(Pointing and labeling entries)
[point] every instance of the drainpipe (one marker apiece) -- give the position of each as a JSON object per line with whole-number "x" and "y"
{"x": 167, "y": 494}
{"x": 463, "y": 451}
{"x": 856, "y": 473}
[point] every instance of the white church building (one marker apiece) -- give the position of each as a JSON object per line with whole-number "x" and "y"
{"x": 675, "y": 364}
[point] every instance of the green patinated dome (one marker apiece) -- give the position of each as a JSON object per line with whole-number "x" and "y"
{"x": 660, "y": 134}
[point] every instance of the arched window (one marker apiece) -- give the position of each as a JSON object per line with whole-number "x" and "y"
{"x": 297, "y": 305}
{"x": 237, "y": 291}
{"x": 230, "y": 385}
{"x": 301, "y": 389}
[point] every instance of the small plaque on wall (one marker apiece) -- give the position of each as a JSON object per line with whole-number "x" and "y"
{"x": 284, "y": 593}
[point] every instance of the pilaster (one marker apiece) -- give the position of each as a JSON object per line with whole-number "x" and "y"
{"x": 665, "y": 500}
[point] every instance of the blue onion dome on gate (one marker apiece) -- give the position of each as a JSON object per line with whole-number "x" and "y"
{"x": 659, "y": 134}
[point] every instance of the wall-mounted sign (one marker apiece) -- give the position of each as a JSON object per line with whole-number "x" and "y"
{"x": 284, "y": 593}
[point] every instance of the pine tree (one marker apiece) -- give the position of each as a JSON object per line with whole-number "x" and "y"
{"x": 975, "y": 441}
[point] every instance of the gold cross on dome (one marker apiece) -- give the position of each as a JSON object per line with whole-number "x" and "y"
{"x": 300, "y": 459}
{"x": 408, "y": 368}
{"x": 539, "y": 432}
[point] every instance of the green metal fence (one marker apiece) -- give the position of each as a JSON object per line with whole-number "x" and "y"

---

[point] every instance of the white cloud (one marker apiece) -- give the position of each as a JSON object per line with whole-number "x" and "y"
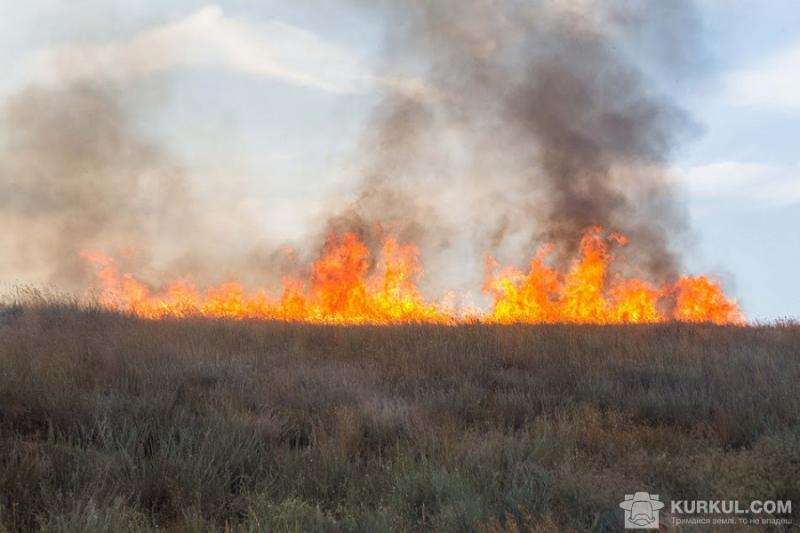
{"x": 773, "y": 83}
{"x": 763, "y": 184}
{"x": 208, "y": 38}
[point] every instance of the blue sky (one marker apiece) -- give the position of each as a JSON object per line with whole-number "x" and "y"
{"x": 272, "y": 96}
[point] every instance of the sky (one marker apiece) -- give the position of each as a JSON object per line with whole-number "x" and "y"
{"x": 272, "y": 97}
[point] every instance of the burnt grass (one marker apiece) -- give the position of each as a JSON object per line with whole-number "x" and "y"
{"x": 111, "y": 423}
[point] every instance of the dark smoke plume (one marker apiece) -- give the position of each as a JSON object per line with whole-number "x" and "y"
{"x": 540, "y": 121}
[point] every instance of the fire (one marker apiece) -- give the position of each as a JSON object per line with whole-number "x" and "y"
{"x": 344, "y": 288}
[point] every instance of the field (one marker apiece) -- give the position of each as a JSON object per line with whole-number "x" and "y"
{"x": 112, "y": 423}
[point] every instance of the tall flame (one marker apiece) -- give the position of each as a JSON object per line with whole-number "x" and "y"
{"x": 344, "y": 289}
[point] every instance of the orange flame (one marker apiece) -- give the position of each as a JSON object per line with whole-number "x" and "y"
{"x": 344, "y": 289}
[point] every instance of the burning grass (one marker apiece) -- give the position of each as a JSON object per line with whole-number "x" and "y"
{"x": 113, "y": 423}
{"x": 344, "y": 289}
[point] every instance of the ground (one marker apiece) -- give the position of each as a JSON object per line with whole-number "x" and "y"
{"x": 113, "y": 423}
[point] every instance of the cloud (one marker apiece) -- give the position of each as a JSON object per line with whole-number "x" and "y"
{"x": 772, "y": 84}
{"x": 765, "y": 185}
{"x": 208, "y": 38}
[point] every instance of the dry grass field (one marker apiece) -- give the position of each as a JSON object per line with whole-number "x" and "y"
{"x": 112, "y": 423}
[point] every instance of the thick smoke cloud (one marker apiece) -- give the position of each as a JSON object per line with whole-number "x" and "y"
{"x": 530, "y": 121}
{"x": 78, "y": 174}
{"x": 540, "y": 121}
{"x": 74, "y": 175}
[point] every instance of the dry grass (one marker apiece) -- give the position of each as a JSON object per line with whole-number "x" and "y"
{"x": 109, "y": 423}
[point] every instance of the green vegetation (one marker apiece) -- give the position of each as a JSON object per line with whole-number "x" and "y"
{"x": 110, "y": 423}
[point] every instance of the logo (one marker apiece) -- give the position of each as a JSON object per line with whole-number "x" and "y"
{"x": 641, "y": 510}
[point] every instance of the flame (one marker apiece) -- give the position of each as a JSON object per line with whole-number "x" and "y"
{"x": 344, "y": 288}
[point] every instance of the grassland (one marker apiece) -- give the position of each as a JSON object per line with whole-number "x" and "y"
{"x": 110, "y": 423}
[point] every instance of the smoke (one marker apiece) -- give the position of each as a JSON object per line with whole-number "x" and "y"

◆ To do: Please transcribe the stretch of lines above from the line that contains "[point] every instance of the cloud" through the line that contains "[point] every instance of the smoke", both included, without any change.

◆ Task output:
[point] every instance of the cloud (one marker apiece) -- give the position of each as a JSON object per line with whole-number "x" and "y"
{"x": 772, "y": 84}
{"x": 765, "y": 185}
{"x": 208, "y": 38}
[point] every instance of the dry grass field (one marker apiece) -- give the position of each as a JSON object per line with whole-number "x" and "y"
{"x": 112, "y": 423}
[point] every instance of the thick smoke cloud (one marker apiece) -- give the position of each as a JSON object per line with whole-number "x" and "y"
{"x": 530, "y": 121}
{"x": 78, "y": 174}
{"x": 540, "y": 121}
{"x": 74, "y": 175}
[point] every instance of the dry grass (one marker apiece) -- give the position of each as a JSON object per line with whole-number "x" and "y"
{"x": 109, "y": 423}
[point] every instance of the green vegetation (one marker apiece) -- give the position of each as a JSON object per line with whole-number "x" and "y"
{"x": 110, "y": 423}
[point] every instance of the logo (one marker apiece) -- give the position of each as a JSON object per line with whole-number "x" and "y"
{"x": 641, "y": 510}
[point] every instance of the flame (one marker apiece) -- give the position of each as a JSON object per line with whole-number "x" and "y"
{"x": 344, "y": 288}
[point] every instance of the grassland (one marker apiece) -- give the position of each as a JSON object per line with whole-number "x" and "y"
{"x": 110, "y": 423}
[point] every instance of the smoke (one marker apiece) -- give the position of each as a JSON object per line with whole-number "x" and "y"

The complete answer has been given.